_Excerpted data:_
++++++++++++++++++++
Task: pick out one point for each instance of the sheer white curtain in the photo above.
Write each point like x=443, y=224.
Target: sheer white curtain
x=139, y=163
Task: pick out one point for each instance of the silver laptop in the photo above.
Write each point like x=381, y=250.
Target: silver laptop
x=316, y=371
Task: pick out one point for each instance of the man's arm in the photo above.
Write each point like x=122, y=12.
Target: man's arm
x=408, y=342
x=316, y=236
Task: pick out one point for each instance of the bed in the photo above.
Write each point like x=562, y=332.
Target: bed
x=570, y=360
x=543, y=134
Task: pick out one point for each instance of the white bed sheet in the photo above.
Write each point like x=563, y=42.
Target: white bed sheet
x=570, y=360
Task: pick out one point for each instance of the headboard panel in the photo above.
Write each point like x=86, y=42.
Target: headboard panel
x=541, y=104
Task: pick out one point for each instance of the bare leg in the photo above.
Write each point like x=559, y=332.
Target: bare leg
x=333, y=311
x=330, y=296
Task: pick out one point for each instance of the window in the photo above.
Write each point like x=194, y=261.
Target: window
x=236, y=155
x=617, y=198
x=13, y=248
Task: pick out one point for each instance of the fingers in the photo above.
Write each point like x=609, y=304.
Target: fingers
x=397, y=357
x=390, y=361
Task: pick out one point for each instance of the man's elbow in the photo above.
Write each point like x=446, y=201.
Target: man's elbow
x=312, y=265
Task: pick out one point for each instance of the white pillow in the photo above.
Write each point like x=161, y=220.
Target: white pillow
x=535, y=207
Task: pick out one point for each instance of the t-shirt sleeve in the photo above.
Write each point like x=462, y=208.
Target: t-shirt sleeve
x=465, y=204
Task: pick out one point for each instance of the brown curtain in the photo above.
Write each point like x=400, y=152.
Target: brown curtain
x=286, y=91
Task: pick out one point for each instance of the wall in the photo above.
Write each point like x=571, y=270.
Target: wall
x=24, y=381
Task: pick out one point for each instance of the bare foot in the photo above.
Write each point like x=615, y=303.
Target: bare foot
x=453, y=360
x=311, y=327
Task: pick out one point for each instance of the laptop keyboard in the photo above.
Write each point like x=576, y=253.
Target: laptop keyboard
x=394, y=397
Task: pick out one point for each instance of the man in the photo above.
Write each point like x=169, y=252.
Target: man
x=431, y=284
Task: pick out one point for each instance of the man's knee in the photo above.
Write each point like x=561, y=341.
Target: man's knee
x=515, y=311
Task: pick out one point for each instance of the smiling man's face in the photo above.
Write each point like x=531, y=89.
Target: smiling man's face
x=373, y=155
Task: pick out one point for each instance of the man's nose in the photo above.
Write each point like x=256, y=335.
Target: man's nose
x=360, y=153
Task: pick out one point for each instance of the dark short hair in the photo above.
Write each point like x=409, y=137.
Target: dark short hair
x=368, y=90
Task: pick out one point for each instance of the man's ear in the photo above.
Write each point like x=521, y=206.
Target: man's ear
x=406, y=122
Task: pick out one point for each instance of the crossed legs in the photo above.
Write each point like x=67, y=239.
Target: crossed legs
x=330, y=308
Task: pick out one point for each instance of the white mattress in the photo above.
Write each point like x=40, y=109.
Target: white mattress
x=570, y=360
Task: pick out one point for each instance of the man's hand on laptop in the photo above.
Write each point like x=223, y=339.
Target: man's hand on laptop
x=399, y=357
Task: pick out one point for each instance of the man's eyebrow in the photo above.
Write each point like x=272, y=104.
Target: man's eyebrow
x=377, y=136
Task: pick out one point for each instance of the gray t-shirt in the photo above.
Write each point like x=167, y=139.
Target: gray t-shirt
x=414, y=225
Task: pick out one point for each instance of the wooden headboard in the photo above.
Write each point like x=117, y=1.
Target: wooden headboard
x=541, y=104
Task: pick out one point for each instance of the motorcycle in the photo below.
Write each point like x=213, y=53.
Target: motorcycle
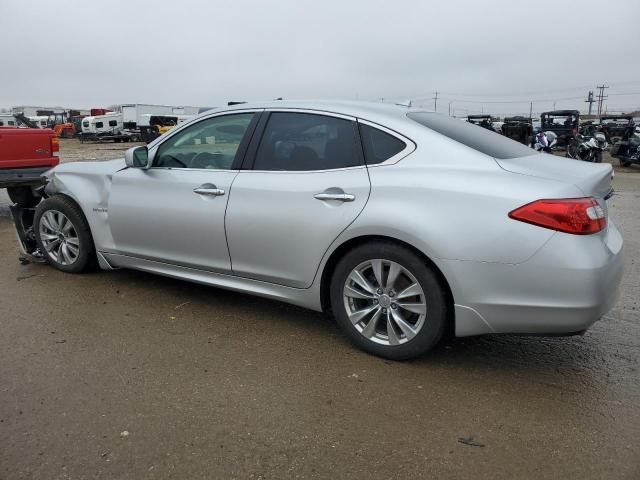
x=544, y=141
x=588, y=145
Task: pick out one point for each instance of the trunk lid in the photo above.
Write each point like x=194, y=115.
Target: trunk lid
x=593, y=179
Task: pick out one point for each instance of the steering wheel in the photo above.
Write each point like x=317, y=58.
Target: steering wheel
x=207, y=160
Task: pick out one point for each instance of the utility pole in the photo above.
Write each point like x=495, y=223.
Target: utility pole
x=601, y=98
x=590, y=100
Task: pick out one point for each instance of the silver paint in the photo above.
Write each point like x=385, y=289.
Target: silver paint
x=268, y=235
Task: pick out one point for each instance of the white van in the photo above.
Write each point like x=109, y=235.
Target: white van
x=109, y=124
x=8, y=120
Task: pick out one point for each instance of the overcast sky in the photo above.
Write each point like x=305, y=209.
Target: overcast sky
x=486, y=55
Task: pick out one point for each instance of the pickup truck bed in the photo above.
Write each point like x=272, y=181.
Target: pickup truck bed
x=25, y=153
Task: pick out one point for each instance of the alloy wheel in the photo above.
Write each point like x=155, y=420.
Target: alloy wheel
x=59, y=237
x=385, y=302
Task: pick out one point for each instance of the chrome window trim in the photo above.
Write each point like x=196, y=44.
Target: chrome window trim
x=304, y=171
x=408, y=150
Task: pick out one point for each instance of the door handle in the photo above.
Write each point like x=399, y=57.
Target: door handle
x=341, y=197
x=209, y=189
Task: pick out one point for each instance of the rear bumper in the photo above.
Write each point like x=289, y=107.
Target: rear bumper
x=564, y=288
x=16, y=177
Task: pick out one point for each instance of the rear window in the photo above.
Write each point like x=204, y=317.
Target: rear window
x=479, y=138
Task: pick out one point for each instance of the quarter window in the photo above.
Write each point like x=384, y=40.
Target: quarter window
x=304, y=141
x=211, y=144
x=378, y=145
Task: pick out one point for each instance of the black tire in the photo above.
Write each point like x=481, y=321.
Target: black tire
x=86, y=258
x=23, y=196
x=436, y=300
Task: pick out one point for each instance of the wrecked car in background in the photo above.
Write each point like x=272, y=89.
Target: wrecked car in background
x=564, y=123
x=518, y=128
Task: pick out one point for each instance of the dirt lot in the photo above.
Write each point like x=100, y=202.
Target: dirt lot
x=130, y=376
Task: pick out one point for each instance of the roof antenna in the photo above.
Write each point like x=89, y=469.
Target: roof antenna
x=404, y=103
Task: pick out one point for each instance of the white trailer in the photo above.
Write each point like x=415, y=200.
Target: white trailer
x=8, y=120
x=109, y=123
x=41, y=120
x=105, y=127
x=135, y=115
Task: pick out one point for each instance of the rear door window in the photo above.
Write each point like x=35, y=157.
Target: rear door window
x=479, y=138
x=379, y=146
x=304, y=142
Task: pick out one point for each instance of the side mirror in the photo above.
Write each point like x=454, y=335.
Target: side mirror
x=137, y=157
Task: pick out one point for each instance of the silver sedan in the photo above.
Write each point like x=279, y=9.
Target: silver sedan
x=404, y=224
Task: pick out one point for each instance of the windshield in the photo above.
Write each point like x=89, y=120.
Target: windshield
x=480, y=139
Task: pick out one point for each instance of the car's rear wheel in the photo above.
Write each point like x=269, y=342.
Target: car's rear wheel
x=63, y=235
x=388, y=301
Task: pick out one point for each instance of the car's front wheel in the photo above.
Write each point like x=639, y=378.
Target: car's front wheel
x=63, y=235
x=388, y=301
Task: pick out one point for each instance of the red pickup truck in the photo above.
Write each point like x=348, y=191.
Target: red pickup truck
x=26, y=153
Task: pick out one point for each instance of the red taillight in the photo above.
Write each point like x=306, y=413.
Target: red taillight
x=55, y=146
x=580, y=216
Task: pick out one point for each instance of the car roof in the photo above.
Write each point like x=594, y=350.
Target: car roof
x=373, y=111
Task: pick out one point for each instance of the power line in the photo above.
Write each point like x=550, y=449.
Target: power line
x=601, y=98
x=590, y=100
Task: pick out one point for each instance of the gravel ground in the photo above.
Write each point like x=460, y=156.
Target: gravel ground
x=132, y=376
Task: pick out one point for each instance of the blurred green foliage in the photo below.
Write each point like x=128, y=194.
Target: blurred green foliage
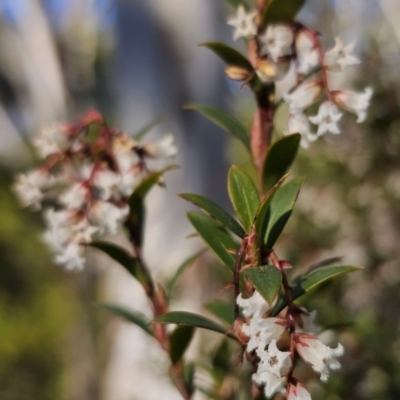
x=37, y=307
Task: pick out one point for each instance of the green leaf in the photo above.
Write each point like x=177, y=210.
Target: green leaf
x=216, y=237
x=187, y=263
x=135, y=317
x=281, y=10
x=179, y=342
x=278, y=159
x=223, y=120
x=267, y=280
x=305, y=283
x=221, y=309
x=237, y=3
x=233, y=58
x=188, y=376
x=229, y=55
x=280, y=210
x=216, y=212
x=221, y=360
x=263, y=211
x=120, y=255
x=189, y=319
x=147, y=128
x=135, y=222
x=244, y=196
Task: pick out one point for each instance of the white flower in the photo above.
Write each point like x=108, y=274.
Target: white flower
x=71, y=257
x=243, y=23
x=52, y=139
x=304, y=95
x=28, y=187
x=262, y=331
x=298, y=392
x=327, y=118
x=162, y=149
x=356, y=103
x=107, y=216
x=254, y=305
x=298, y=123
x=321, y=357
x=60, y=228
x=273, y=384
x=276, y=41
x=107, y=182
x=75, y=197
x=275, y=361
x=307, y=322
x=269, y=71
x=340, y=56
x=306, y=51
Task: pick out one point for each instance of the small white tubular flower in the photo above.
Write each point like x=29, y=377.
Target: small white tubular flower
x=273, y=383
x=75, y=197
x=262, y=331
x=327, y=118
x=243, y=23
x=275, y=361
x=340, y=56
x=321, y=357
x=107, y=216
x=51, y=140
x=276, y=41
x=298, y=392
x=71, y=257
x=269, y=71
x=306, y=51
x=298, y=123
x=307, y=322
x=356, y=103
x=304, y=95
x=254, y=305
x=107, y=183
x=28, y=187
x=162, y=149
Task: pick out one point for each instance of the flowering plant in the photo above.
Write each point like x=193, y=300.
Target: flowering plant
x=95, y=178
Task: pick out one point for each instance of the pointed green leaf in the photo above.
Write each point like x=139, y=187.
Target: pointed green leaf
x=278, y=159
x=133, y=316
x=216, y=237
x=179, y=342
x=223, y=120
x=234, y=58
x=229, y=55
x=147, y=128
x=267, y=280
x=281, y=10
x=188, y=376
x=187, y=263
x=280, y=210
x=262, y=213
x=122, y=256
x=244, y=196
x=135, y=222
x=190, y=319
x=222, y=358
x=221, y=309
x=216, y=212
x=305, y=283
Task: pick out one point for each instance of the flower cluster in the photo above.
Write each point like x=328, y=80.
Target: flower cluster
x=282, y=45
x=275, y=367
x=84, y=183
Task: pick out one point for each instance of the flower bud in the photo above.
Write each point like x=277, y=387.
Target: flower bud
x=237, y=73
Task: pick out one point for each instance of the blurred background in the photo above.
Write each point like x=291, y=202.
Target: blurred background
x=136, y=60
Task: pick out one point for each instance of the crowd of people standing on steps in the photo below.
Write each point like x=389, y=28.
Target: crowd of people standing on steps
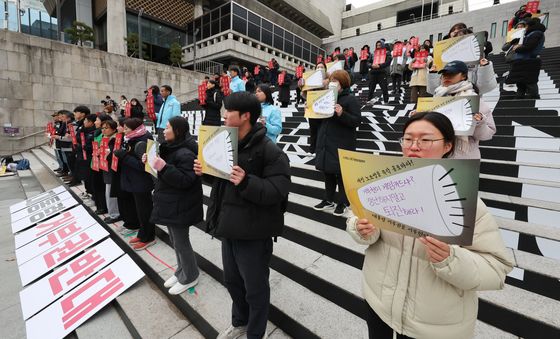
x=107, y=153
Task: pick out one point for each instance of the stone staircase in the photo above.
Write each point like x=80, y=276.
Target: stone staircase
x=315, y=269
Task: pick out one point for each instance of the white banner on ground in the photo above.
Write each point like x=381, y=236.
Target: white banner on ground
++++++++++++++++++++
_Problem statement:_ Report back every line of the entries in which "banner" occurs.

_Answer to the problem:_
Task: pick out one point for each instance of the white banner on ground in the photo above.
Target: white banner on ground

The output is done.